TASK DETAILS => Reproduce, word for word, the stretch of items from the very start through the line containing "column 604, row 192", including that line.

SUPPLIED RECORDS =>
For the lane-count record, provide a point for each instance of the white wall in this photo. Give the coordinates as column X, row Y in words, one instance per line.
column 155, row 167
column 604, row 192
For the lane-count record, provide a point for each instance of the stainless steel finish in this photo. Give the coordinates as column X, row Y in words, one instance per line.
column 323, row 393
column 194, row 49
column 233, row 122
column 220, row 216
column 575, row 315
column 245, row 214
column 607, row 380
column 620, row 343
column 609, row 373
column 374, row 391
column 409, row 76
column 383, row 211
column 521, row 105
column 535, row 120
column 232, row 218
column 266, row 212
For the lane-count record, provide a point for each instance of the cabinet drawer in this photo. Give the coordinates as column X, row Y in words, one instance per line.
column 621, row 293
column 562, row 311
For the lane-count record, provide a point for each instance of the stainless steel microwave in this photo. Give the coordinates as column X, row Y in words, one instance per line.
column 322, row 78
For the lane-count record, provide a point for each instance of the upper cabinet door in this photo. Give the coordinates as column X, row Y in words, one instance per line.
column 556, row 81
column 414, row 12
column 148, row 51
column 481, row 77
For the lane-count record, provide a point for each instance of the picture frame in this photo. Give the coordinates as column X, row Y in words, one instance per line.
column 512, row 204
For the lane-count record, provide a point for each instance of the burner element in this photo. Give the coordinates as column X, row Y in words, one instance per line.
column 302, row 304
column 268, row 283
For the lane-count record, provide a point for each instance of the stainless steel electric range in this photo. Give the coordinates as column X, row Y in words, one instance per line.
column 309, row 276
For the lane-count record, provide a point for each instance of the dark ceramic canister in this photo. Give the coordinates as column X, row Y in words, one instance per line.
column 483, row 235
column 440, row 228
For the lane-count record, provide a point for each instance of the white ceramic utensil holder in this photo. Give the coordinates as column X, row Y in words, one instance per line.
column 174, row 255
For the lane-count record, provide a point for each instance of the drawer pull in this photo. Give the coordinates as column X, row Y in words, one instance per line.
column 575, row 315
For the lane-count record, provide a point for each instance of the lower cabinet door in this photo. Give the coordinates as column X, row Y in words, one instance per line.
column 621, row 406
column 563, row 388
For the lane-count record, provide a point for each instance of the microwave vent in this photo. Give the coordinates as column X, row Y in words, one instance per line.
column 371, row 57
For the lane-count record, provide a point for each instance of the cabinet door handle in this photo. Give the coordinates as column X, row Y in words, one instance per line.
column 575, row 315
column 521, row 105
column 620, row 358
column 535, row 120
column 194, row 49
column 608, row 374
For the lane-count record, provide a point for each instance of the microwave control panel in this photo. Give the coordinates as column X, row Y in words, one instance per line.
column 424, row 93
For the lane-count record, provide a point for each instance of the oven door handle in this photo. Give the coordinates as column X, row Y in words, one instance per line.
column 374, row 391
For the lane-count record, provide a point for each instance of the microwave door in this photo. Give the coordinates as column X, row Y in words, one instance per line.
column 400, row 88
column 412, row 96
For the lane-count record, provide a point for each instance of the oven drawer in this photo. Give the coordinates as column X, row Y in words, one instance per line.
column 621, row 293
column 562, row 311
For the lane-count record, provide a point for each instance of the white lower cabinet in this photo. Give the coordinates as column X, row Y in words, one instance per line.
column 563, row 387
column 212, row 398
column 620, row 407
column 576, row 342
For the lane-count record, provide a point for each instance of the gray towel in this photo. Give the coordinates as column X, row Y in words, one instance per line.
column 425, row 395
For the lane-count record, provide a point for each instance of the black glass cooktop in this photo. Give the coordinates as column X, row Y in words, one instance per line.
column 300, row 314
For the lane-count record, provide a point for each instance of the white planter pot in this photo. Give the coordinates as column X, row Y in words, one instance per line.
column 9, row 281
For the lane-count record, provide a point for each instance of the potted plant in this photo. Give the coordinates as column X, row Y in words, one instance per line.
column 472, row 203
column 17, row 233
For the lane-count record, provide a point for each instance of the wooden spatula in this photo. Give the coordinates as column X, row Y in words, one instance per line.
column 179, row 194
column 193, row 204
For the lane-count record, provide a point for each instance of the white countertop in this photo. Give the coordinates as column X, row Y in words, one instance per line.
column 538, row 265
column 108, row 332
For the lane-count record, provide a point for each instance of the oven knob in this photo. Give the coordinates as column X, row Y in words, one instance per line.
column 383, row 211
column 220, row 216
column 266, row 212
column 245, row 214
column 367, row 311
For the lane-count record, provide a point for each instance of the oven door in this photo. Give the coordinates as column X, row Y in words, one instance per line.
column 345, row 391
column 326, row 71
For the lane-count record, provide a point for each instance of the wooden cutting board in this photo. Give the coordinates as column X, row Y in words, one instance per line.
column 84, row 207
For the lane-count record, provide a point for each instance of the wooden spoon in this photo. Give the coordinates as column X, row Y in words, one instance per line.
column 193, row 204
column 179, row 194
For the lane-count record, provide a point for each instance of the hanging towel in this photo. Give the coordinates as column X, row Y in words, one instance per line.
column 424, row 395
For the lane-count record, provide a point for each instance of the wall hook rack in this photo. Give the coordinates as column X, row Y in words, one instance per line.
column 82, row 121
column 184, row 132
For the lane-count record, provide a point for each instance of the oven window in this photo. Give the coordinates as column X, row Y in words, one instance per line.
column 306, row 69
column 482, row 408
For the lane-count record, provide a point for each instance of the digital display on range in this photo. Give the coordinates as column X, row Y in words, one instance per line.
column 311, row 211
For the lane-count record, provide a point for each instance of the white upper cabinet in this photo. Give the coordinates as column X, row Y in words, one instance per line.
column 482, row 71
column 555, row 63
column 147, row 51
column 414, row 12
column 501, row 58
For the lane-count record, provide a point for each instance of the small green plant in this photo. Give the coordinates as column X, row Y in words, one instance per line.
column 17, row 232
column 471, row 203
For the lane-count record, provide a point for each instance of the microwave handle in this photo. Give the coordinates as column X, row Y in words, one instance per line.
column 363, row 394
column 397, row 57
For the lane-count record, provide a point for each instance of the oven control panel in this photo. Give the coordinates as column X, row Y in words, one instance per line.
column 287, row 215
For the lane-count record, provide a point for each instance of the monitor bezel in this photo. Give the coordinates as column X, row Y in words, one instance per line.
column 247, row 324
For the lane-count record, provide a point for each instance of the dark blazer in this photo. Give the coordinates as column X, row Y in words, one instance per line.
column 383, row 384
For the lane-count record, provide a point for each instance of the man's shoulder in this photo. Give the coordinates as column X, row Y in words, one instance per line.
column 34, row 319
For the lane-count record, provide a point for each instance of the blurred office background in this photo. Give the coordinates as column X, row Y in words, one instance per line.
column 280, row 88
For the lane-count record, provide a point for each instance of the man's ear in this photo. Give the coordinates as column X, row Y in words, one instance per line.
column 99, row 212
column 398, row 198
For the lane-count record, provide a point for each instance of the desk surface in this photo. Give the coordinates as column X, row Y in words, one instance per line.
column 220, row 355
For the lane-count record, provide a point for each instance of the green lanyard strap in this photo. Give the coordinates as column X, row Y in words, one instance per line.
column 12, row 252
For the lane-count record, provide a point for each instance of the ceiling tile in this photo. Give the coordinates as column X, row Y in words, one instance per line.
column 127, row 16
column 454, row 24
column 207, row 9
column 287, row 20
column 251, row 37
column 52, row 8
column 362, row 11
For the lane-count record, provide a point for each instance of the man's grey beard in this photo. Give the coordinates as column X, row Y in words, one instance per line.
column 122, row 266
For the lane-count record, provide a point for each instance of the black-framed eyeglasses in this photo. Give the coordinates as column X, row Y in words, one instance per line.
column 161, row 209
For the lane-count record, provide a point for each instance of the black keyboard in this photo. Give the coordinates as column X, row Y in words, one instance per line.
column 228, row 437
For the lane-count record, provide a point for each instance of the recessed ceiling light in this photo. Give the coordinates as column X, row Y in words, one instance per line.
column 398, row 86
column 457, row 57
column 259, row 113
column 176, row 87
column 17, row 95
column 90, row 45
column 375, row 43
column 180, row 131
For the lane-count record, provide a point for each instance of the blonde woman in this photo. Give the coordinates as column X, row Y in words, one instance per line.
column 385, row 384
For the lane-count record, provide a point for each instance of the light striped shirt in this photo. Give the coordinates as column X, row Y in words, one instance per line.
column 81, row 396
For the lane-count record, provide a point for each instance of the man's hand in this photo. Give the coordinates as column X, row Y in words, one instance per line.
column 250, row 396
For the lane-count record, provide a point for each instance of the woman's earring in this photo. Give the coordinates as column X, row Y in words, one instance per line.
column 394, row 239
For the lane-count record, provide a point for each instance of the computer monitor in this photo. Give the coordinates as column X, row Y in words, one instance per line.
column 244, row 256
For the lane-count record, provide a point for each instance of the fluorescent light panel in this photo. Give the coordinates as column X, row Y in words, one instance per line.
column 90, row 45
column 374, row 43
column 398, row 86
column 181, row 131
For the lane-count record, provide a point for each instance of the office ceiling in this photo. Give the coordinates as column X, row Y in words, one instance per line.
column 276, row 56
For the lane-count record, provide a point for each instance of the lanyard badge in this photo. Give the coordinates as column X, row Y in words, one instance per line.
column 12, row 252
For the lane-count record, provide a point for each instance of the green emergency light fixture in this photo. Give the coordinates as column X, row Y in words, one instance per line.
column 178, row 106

COMPLETE RESPONSE =>
For the lane-count record, provide a point for each instance of the white wall in this photo. Give the coordinates as column X, row Y in words, one instance per line.
column 155, row 167
column 604, row 192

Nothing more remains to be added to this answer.